What is expected | Extract every line below that contains the word "cliff", matching case exactly.

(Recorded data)
** START **
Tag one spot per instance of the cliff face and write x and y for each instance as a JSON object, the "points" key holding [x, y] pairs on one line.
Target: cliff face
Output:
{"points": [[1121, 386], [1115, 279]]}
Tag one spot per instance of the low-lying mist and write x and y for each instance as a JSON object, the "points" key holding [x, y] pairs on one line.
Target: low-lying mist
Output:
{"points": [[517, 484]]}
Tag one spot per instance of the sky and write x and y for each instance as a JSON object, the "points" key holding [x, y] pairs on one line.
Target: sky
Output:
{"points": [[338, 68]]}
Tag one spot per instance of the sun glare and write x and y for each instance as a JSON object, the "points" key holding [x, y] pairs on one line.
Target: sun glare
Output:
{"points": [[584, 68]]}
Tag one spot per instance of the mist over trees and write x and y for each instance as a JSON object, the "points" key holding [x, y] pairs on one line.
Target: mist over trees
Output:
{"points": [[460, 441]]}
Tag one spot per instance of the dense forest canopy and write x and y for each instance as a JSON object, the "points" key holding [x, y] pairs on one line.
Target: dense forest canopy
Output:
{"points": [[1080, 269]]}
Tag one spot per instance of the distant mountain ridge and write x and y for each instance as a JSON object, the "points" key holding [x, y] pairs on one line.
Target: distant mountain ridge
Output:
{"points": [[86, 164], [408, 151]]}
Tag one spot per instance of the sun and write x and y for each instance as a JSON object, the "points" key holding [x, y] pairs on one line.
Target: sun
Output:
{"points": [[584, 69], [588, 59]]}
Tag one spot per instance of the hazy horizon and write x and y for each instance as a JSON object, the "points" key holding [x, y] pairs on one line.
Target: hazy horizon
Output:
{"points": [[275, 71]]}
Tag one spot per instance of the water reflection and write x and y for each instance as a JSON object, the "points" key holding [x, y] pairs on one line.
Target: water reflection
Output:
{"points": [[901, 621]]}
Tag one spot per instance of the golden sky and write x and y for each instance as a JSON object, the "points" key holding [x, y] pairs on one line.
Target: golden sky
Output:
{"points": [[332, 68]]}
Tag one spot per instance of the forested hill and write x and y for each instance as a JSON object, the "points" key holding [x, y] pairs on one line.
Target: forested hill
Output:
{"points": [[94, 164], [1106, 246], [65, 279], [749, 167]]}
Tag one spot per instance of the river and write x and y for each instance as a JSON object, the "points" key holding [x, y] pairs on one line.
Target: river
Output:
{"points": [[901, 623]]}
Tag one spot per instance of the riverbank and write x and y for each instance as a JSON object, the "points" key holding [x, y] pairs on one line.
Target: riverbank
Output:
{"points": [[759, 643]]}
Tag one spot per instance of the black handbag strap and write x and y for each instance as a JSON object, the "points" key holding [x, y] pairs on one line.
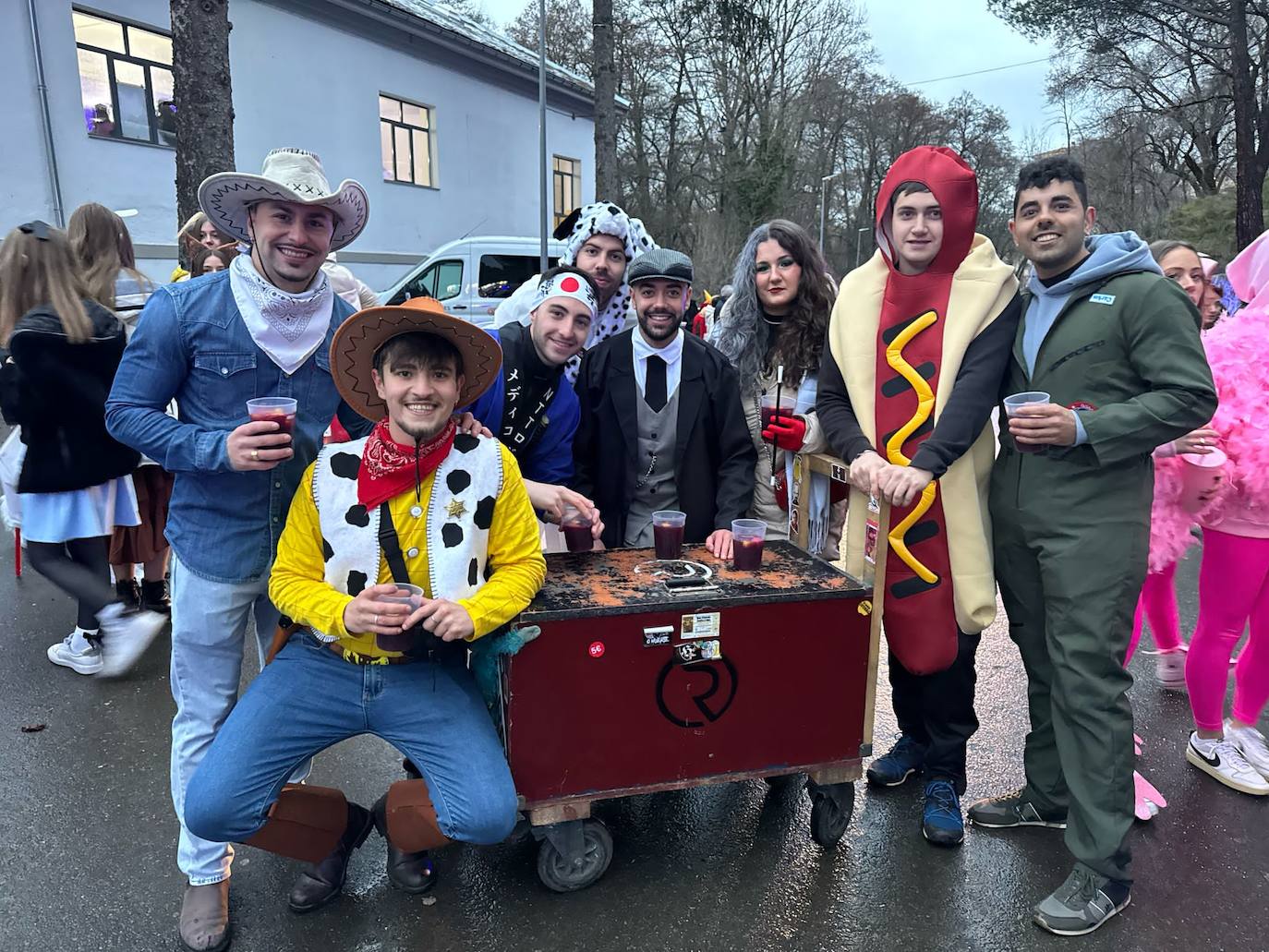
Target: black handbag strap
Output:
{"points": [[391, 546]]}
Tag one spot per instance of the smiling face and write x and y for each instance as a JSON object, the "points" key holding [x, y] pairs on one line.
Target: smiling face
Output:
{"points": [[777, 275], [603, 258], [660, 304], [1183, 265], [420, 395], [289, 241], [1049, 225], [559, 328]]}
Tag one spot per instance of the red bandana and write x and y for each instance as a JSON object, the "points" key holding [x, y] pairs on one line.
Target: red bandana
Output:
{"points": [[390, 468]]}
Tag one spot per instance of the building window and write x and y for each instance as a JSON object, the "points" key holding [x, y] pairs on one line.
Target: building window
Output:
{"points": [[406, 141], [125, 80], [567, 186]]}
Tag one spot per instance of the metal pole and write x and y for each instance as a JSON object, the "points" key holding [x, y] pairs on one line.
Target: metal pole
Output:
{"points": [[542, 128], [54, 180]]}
** END **
** START **
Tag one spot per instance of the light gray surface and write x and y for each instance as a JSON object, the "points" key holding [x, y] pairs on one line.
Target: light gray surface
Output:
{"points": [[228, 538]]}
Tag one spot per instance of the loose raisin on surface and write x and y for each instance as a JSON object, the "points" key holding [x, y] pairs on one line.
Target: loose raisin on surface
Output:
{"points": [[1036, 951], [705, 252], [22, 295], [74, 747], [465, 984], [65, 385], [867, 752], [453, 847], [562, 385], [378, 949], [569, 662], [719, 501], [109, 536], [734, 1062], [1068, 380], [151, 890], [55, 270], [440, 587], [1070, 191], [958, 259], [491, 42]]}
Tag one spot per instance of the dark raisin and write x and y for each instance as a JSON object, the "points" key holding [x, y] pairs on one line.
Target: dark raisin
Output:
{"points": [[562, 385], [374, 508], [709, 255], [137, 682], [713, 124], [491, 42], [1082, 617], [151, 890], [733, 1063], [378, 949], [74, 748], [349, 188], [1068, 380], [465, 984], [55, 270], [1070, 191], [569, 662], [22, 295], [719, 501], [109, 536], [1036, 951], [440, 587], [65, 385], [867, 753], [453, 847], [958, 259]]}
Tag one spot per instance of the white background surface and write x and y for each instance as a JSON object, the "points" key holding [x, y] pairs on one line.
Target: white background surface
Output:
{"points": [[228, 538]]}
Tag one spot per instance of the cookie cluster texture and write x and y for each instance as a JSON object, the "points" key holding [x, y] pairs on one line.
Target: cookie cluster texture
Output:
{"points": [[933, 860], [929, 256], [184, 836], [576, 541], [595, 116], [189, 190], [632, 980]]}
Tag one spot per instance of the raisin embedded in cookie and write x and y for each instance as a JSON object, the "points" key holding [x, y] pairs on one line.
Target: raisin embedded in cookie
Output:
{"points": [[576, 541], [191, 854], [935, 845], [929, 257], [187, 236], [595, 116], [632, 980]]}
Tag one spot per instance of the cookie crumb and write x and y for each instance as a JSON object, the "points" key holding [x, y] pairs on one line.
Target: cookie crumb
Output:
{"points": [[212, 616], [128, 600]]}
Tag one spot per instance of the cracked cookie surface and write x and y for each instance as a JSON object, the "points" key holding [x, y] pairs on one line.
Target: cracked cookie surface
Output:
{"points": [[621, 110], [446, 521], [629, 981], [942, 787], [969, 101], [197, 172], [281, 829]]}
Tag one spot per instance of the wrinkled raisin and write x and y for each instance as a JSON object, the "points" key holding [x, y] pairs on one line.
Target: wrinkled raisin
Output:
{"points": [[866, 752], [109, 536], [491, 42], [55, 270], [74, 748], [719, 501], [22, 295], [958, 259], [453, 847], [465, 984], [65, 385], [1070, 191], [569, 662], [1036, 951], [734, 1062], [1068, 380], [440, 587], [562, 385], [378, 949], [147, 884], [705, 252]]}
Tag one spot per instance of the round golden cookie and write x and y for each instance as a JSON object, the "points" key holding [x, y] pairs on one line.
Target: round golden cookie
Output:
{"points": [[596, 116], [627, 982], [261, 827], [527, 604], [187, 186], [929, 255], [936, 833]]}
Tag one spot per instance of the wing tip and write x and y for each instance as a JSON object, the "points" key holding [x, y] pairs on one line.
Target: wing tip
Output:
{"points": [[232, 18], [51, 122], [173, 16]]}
** END **
** START **
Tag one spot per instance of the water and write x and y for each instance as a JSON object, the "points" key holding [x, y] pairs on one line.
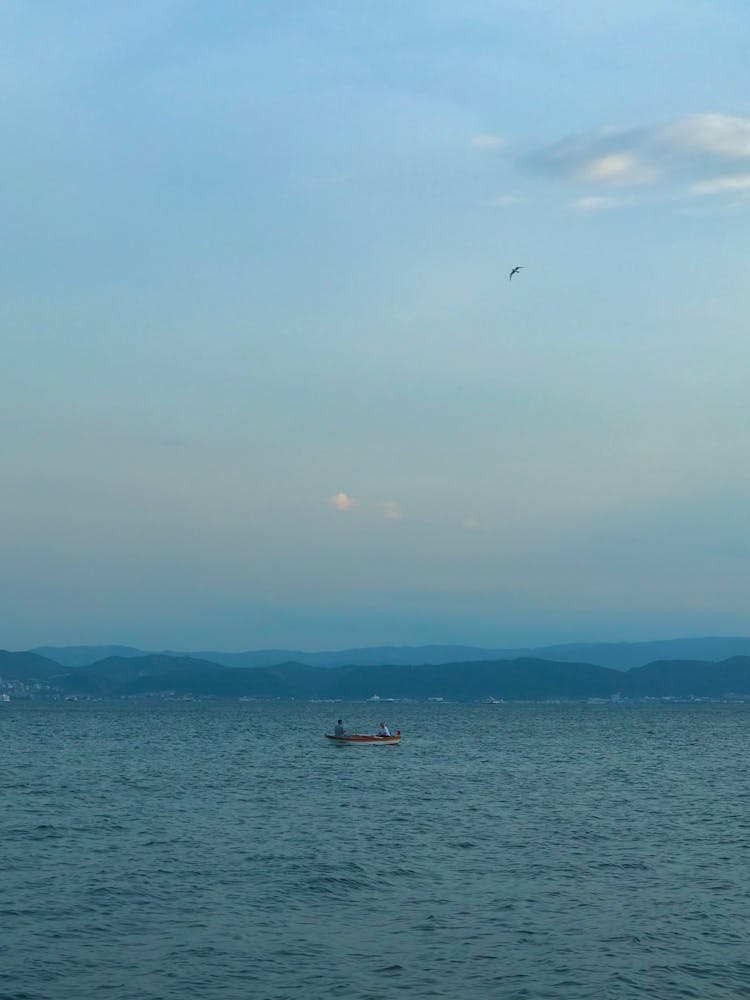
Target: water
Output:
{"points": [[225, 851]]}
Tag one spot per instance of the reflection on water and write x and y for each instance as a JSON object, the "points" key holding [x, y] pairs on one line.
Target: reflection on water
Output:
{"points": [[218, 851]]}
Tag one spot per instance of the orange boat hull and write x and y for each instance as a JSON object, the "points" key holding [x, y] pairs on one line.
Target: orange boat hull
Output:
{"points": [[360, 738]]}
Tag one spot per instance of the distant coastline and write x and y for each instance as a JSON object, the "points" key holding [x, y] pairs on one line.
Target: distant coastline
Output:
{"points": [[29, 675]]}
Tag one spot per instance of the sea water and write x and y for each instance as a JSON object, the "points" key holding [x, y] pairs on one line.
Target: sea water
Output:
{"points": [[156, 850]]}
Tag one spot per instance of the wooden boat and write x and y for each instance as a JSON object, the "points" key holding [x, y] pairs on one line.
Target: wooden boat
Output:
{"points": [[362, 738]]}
** END **
Answer |
Tag one spot per instance of the cliff face and write x and y for each instance as a JSON object, the "points" key holding [x, y] pairs on one line.
Target: cliff face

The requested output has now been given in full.